(Quoted passage):
Mearnsiana bullosa, occasionally referred to by the common name Manobos stick-insect,is a species of stick insect in the family Heteropterygidae. It is native to the Philippine islands of Mindanao and Leyte. Until 2023 it was the only described representative of the genus Mearnsiana.

== Description ==
The species, wingless and thornless in both sexes, is the most colorful of the known representatives of the family Heteropterygidae. The body surface is shiny. The 4.5 to 5.1 cm long males have an olive green basic color. The joint membranes and partly also the margins of the individual segments are colored bright yellow. meso- and metathorax are colored orange-brown above and below and have two pairs of slightly darker humps on the upper side. The coloring of the upper side of the abdomen is striking. A wide yellow vertical stripe runs along its entire length, flanked by two green stripes and two red stripes towards the edge. With more than 5 cm the antennae are good body length. At 8 to 9.8 cm, the females are significantly longer than the males. Their antennae are with about 5 cm in length shorter than the body. This is colored bright green or a bit more plain green-brown on the top. Legs, antennae and ovipositor are always light brown. The color of the underside varies from orange brown to slightly purple. The abdomen can swell significantly during egg production. The abdomen ends in a long, straight secondary ovipositor, which surrounds the actual ovipositor.

== Distribution ==
For a long time, Mearnsiana bullosa was only known from the Philippine province Province of Cotabato on the island of Mindanao, where it was found in the area around the volcano Mount Apo. There is now also evidence from the provinces of South Cotabato, Davao del Sur, Surigao del Sur and Agusan del Sur on Mindanao and from Mount Balocaue on the island of Leyte, located north of Mindanao.

(Supplied information):
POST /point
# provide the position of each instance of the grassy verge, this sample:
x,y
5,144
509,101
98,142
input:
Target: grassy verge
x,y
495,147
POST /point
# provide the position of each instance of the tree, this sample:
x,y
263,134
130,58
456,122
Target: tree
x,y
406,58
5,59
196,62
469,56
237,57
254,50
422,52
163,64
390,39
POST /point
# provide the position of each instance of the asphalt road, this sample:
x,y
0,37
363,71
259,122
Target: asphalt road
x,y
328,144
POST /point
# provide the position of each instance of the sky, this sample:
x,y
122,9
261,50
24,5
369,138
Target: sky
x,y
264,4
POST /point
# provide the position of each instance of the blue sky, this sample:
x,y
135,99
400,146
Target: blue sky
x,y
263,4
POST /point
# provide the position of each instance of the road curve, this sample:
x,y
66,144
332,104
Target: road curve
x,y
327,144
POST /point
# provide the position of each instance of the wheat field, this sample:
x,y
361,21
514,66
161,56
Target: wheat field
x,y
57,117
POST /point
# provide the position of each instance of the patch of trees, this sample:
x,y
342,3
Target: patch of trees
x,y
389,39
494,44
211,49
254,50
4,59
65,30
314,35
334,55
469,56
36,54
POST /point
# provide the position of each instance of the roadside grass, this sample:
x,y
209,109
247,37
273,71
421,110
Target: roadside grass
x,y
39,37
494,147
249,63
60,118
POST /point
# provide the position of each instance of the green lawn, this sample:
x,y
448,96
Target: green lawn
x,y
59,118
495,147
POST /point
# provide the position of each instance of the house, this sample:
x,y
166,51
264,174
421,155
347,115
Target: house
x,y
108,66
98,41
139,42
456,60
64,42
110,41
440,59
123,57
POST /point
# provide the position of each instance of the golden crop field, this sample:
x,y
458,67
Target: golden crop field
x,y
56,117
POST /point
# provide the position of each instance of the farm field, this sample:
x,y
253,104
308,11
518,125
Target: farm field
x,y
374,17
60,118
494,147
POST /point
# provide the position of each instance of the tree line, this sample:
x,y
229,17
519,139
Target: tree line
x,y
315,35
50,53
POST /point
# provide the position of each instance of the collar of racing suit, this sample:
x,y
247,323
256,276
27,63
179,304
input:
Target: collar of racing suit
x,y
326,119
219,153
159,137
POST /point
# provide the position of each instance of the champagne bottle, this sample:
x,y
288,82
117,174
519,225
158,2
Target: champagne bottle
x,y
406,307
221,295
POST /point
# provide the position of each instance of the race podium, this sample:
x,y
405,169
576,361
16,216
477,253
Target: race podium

(Problem details): Transcribe the stick-insect passage word for word, everything from "Mearnsiana bullosa, occasionally" down to "the genus Mearnsiana.".

(Solution for this exercise):
Mearnsiana bullosa, occasionally referred to by the common name Manobos stick-insect,is a species of stick insect in the family Heteropterygidae. It is native to the Philippine islands of Mindanao and Leyte. Until 2023 it was the only described representative of the genus Mearnsiana.